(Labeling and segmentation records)
⟨

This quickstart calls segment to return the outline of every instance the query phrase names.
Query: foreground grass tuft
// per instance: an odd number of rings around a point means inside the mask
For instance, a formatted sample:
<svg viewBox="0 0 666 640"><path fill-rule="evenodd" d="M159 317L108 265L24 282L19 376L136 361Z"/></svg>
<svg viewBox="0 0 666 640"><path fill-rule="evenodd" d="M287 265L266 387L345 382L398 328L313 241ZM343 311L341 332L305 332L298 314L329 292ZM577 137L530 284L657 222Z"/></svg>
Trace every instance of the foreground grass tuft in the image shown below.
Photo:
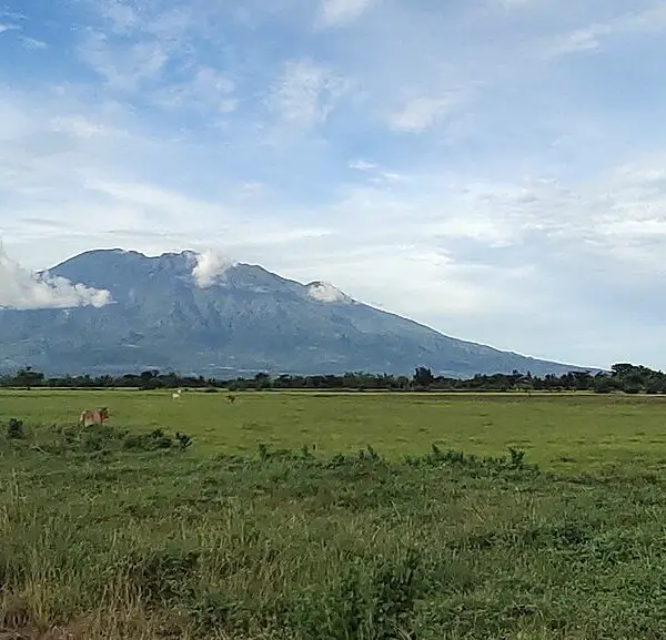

⟩

REQUIRED WORK:
Please retype the listing above line for line, changing nothing, but leave the pictures out.

RESPONSE FOR THIS EXERCISE:
This quickstart calls segment to return the outline of every instance the query phrase names.
Query: foreground grass tuft
// per instance: an odd number of rings around a point means inside the mask
For instance, a formatted sample:
<svg viewBox="0 0 666 640"><path fill-rule="evenodd" d="M159 317L108 265L24 282L19 376L136 361Z"/></svg>
<svg viewBox="0 0 666 640"><path fill-rule="evenodd" d="M287 265L266 387L345 382L398 328L313 241ZM343 311L341 332L305 332L298 314L329 292ZM577 137L530 284L657 222Z"/></svg>
Trace every instance of the foreground grass tuft in the image shown below.
Photo:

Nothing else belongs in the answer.